-------- DATASET EXCERPTS --------

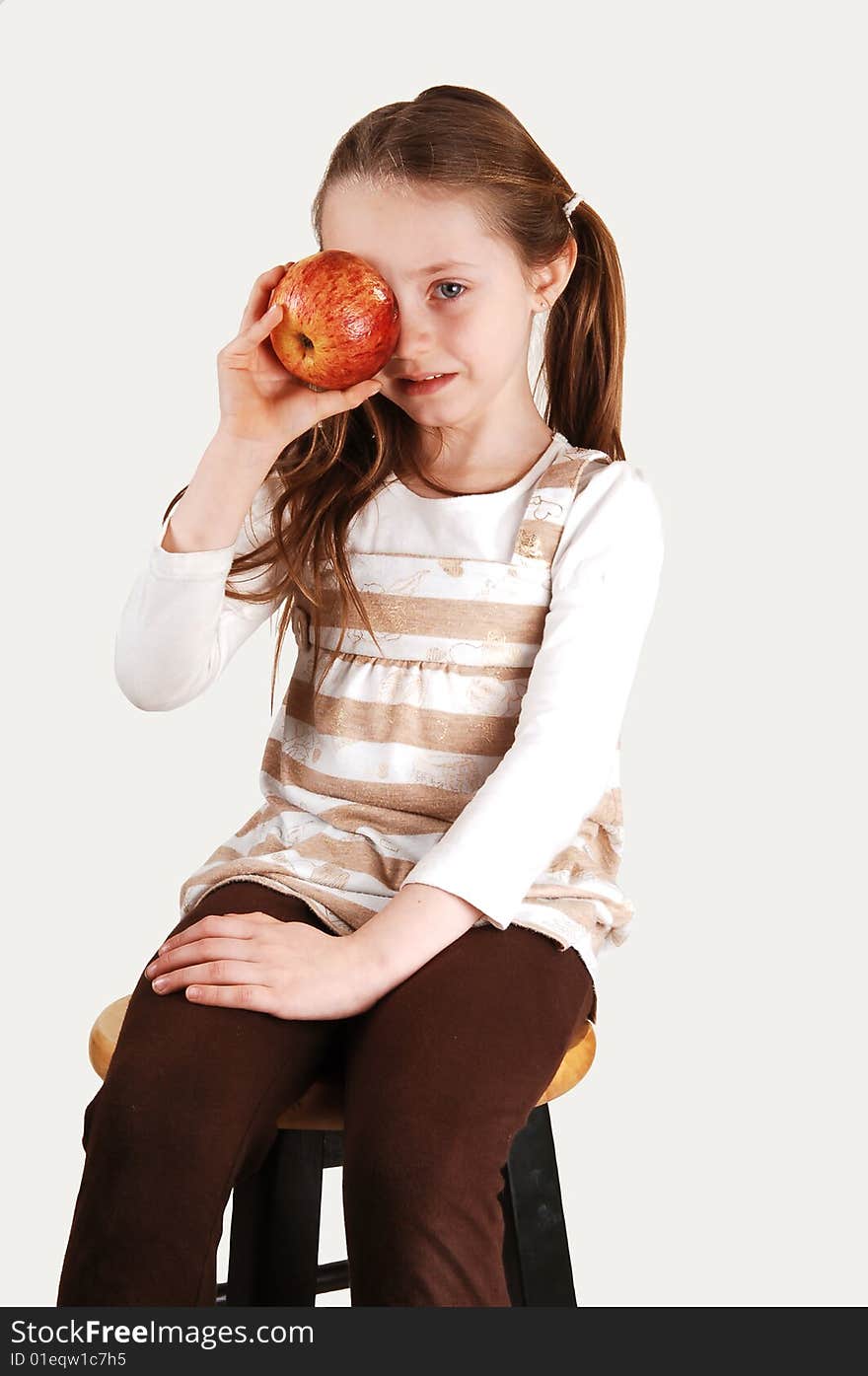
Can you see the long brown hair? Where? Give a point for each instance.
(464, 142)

--------
-------- DATASET EXCERPTS --------

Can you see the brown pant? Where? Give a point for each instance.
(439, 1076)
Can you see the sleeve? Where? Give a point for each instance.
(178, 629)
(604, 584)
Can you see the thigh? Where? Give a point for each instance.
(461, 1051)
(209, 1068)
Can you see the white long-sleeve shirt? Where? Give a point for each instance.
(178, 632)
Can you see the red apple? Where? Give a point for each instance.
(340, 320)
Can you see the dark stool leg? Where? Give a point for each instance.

--------
-------- DATASET EXCERPTS --------

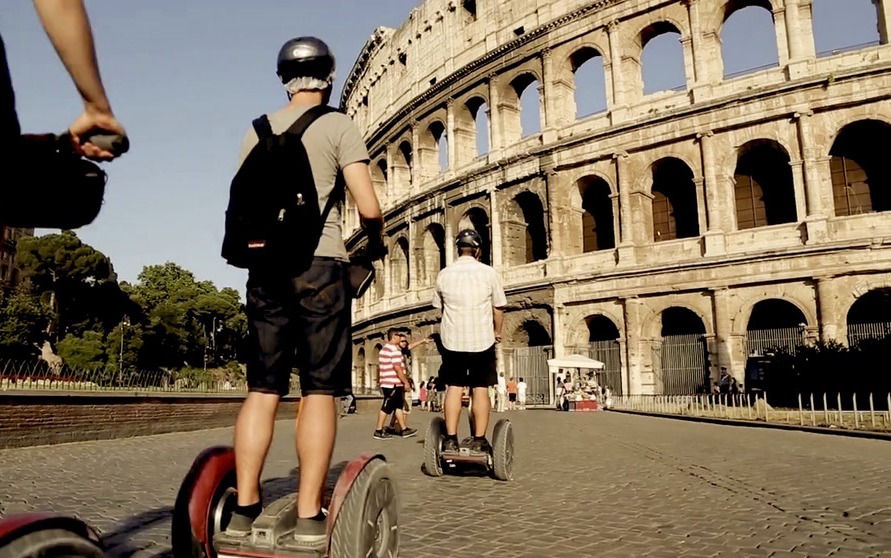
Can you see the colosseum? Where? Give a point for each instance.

--------

§ DIRECTIONS FOR THIS TASK:
From the material above, set down exactly the lines between the line holding "Can you see the white" and the line holding "Can you see the dark", inclusive. Include nothing else.

§ ANSWER TO THE EXERCISE:
Can you see the white long-sleeve shirt? Where? Give a point for each instance.
(178, 632)
Can you see the red apple? Where? Give a point for each instance.
(340, 320)
Can you see the dark stool leg? Where? Give a point for each instance.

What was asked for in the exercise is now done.